*Document passage:*
- Opening Delimiter -

The draft went on, but without riots. When the war was finally over, Tweed for a long time was considered a reformer. As a state senator in Albany, heavy with cash, he fought for and won home rule for New York City. At the same time, it had been scoundrel time in the Republic since the early months of the Civil War. Respectable, well-bred patriots made immense sums selling defective rifles and ammunition to the Union armies, along with rotting food, shoddy uniforms and boots that fell apart in the rain. These habits didn't end at Appomattox. Such men were unlikely to attack Tweed for handing out bags of cash from his hotel in Albany. And when Tweed talked later about the need to take things as they are, he wasn't speaking only of New York. He was talking about America.

At the same time, Tweed's popularity kept growing, for he also did much good, taking care of his base among the mainly Irish poor. This was not a matter of ideology (although Tammany supported the cause of the Fenian rebels in Ireland and the Cuban fighters for independence from Spain). Tammany was populist but not ideological, and Tweed's personal style remained essentially the same: the exercise of power with a conspiratorial wink.

''His aid took many forms,'' Ackerman writes, ''state money for schools and hospitals, lumps of coal at Christmas, and city patronage jobs to put bread on family dinner tables.'' Tweed crossed the barrier between church and state by providing money to the emerging Roman Catholic parochial school system (without any slippery faith-based rhetoric). But there were few protests, except among the anti-Catholic bigots. It was assumed by most others, including those who benefited most, that his generosity was all about votes. As it was. But one thing was certain: Because of Tweed, New York got better, even for the poor.

The story of Tweed's rise and fall is told in a crisp, clear way. Ackerman explains how Tammany was critically wounded by New York's Orange riots -- battles between Irish Catholics and Irish Protestants that left 8 dead in 1870 and 67 dead in 1871. Graft was one thing, disorder another, and memories of the draft riots were still vivid. Now Tweed was under direct attack, the charge led by The New York Times of George Jones and by Thomas Nast, the brilliant cartoonist of Harper's Weekly. Ackerman gives an excellent account of the unfairness of both, but is especially instructive about Nast, who was virulently anti-Catholic. Nast -- who had created the Republican elephant, the Democratic donkey, and the image of Santa Claus -- adopted that Bengal tiger from the Big Six as a symbol for a predatory Tammany. Ackerman is also persuasive about the way Nast invented statements for Tweed that helped bring him down, the most famous being: ''Well, what are you going to do about it?'' Tweed never said it.

- Closing Delimiter -

*What is needed:*
Extend the review passage on Tweed and Tammany, starting after its final sentence. The records that follow have no connection to the text about Tweed and Tammany.

*Dataset extract:*
- Opening Delimiter -

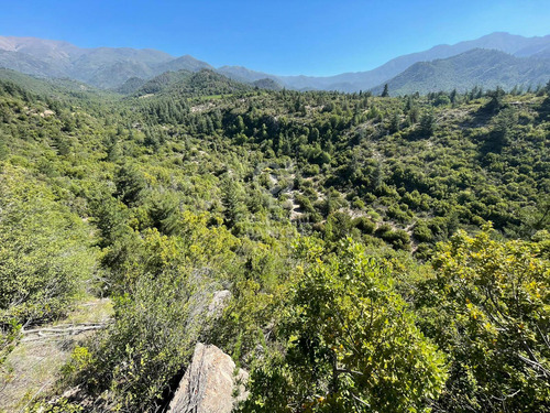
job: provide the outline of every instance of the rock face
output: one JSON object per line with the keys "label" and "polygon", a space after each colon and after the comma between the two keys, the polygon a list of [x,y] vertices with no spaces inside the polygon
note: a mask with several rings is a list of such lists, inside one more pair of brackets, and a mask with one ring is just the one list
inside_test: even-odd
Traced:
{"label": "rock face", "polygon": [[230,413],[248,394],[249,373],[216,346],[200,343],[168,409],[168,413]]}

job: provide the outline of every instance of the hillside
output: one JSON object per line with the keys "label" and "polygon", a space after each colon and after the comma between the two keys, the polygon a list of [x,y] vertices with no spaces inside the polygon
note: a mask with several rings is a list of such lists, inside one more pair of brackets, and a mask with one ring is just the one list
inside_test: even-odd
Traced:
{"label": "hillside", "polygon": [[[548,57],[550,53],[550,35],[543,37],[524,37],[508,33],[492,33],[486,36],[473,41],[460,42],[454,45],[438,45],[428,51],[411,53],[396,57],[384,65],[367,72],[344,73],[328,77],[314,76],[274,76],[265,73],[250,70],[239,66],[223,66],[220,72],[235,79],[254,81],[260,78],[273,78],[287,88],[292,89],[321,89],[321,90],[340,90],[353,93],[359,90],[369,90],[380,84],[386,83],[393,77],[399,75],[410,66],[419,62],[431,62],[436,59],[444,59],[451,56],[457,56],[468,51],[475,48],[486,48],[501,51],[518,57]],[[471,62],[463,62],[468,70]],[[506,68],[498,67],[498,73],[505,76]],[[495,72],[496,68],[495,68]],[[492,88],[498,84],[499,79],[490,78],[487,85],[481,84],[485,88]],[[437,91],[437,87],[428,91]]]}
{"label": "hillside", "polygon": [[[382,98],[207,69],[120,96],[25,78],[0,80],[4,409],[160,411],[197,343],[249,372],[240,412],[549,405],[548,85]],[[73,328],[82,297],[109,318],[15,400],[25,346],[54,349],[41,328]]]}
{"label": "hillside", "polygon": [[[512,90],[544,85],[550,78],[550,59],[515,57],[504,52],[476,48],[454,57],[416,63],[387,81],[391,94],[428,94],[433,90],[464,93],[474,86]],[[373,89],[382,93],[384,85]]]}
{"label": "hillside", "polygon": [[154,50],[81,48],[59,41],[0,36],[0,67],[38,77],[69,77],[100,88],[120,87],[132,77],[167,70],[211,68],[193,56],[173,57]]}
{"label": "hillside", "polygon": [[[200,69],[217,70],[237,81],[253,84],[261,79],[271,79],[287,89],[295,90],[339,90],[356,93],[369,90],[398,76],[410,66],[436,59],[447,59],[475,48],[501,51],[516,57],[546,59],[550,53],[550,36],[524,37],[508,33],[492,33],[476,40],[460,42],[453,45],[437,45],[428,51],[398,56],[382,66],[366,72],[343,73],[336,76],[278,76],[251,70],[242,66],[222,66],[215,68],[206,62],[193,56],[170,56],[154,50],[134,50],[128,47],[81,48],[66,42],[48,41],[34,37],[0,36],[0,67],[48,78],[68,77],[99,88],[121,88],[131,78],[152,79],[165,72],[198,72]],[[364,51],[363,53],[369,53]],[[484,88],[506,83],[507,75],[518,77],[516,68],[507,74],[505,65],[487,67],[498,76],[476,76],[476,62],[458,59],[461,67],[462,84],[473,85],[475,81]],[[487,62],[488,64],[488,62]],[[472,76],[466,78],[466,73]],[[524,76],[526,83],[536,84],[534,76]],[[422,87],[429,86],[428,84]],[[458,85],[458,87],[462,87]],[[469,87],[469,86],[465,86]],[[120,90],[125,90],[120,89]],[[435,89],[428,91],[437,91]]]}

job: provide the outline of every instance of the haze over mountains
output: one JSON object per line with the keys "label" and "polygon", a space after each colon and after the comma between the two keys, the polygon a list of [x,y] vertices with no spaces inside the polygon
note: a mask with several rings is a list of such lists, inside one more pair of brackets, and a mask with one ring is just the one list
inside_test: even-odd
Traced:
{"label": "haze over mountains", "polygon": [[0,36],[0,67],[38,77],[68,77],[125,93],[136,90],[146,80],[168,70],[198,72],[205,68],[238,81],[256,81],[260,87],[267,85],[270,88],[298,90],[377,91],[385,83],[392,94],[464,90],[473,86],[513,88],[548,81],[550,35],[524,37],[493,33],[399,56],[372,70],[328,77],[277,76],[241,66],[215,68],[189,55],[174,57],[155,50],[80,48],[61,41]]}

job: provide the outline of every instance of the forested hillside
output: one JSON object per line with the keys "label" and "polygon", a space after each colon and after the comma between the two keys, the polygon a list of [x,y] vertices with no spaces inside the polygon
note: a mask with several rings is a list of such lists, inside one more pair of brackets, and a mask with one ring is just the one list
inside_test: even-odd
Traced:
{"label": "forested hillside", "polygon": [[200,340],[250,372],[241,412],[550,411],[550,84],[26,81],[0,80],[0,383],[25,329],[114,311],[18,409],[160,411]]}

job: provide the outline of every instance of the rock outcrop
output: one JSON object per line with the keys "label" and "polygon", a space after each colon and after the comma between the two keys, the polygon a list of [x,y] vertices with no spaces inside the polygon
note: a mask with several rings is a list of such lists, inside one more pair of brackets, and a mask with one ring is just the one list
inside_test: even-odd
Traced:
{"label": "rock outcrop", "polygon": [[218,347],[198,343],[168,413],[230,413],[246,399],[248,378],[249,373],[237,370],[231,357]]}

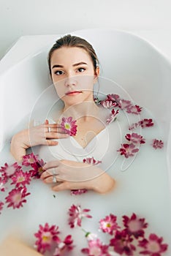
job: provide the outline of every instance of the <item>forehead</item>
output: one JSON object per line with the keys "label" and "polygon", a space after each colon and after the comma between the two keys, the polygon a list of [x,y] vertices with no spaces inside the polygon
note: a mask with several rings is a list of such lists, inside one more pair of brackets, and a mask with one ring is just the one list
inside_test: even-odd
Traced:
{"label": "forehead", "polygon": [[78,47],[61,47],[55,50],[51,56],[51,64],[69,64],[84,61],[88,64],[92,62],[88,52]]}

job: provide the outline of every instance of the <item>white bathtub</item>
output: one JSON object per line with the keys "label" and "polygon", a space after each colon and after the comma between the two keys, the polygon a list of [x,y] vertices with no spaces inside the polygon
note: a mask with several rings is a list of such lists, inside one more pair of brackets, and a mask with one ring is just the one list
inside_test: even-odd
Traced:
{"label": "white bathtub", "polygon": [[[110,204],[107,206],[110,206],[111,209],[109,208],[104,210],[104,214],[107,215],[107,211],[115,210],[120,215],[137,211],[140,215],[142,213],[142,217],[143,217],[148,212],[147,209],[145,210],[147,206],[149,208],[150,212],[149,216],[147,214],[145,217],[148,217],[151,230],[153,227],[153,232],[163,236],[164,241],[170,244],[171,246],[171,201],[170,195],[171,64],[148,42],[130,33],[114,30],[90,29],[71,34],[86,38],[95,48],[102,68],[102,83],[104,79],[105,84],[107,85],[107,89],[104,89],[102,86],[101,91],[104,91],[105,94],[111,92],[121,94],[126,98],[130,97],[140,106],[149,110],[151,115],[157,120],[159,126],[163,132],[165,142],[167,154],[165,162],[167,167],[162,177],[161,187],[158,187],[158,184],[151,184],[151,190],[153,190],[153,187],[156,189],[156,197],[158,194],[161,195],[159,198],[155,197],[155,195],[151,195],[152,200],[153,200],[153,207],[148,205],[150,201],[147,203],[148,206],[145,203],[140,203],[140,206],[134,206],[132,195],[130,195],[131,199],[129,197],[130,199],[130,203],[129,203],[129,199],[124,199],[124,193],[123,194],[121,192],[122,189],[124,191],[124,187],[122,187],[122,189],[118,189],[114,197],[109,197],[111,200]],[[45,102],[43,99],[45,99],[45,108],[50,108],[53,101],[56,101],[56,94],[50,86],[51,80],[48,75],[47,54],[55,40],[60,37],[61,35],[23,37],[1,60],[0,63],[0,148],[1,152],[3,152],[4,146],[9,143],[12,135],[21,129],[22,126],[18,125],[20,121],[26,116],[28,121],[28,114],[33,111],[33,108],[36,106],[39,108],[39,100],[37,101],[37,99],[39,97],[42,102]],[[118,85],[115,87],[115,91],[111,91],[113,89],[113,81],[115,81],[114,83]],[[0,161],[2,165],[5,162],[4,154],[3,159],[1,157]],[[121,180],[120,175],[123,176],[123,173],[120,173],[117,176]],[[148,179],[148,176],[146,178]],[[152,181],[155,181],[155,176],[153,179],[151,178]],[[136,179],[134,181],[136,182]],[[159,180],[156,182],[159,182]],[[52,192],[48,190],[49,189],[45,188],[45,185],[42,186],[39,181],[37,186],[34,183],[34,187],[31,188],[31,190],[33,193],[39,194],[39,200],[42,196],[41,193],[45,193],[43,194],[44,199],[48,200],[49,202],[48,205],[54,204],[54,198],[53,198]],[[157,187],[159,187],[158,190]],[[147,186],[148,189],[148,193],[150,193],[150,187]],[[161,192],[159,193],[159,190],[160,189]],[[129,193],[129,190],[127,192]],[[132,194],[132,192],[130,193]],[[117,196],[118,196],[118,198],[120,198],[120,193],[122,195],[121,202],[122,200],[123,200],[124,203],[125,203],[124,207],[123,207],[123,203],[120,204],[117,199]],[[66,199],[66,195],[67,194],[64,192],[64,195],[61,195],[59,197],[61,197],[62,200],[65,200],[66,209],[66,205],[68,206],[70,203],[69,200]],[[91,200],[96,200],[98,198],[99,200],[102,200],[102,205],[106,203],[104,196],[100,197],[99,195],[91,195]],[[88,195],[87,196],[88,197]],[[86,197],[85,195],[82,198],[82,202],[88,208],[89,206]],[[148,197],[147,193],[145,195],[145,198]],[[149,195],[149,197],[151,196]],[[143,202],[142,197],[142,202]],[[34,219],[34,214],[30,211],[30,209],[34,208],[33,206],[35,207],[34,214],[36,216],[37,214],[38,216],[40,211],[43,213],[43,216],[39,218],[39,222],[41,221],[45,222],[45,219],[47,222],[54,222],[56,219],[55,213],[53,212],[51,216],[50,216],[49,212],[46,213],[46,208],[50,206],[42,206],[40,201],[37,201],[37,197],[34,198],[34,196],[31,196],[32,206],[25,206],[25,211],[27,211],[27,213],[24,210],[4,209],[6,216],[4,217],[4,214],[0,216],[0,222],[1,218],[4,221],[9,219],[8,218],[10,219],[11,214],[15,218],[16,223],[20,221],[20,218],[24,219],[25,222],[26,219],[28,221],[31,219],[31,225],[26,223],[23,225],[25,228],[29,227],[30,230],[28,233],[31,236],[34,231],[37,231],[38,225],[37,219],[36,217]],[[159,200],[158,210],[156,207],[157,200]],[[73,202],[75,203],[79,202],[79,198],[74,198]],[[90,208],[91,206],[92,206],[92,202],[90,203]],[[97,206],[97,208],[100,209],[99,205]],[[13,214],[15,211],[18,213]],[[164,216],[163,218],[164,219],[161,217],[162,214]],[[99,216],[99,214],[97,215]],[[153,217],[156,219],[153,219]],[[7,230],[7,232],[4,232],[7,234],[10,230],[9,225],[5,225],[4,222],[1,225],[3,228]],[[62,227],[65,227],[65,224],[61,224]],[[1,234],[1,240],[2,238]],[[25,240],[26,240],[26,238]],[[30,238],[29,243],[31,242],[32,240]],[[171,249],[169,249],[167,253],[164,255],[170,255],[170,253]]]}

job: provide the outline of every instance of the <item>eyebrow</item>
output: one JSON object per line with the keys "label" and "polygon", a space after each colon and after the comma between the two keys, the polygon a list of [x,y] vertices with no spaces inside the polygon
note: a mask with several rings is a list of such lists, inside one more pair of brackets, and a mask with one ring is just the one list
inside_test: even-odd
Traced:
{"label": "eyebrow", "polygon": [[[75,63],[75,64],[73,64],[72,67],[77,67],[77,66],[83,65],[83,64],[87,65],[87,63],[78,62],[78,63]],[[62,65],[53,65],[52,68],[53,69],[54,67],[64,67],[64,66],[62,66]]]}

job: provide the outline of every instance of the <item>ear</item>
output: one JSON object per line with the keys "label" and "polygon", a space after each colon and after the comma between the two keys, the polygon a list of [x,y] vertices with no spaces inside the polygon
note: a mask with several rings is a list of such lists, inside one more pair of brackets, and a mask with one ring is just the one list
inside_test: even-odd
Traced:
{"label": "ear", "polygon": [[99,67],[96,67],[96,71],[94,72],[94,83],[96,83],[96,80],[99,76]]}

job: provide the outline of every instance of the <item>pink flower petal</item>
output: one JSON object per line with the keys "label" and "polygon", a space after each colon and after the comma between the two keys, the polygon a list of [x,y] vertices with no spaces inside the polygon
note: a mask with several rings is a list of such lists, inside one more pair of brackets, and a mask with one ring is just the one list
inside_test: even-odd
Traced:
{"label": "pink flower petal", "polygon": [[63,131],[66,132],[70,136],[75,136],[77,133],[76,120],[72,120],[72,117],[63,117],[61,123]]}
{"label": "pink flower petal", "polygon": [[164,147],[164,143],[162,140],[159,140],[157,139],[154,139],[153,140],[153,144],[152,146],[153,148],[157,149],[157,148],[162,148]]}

- Closing Delimiter -

*Reply:*
But there was another factor in the great fall. Ackerman explains:

''The ring had only one fatal flaw: its humanity. Human beings composed it, governed by greed, vanity and fear. Greed ultimately took control; they stole too much and lost their nerve. Treachery broke the ring more than any outside force.''

The treacherous toppled the Boss, carrying copied accounting records to The Times and forcing action against the conspirators. The ring crumpled swiftly. Connolly and Sweeny fled to Canada and Europe. The elegant Oakey Hall was acquitted twice and sailed off to exile in London. Only Tweed went to jail.

Ackerman tells again the story of Tweed's escape from custody in 1875, to New Jersey, Florida, Cuba and finally Spain, where he was arrested and returned to jail in New York. He would never again be free. Tweed thought he had an agreement with the state attorney general (and indirectly with Tilden, now governor of New York) to confess all, in exchange for freedom. He confessed in 1877, and was double-crossed by the lawmen and pols. Held for nonpayment of a civil judgment of $6.3 million (today more than $125 million), Tweed died at 55 in the Ludlow Street civil jail on April 12, 1878. His own fortune was long gone. His wife and most of his children were gone too.

Surely when the news of his death spread through the city, some of Tweed's constituents must have remembered the time in 1875 when he was taken for imprisonment to Blackwell's Island. He was asked by a jailer to state his religion, and answered ''none.'' Then he was asked his occupation.

''Statesman,'' Boss Tweed answered.

Across the years, I can still imagine the wink, and the cynical smile, and the dark laughter. Welcome to the cell, O lost boss. You can have the bottom bunk.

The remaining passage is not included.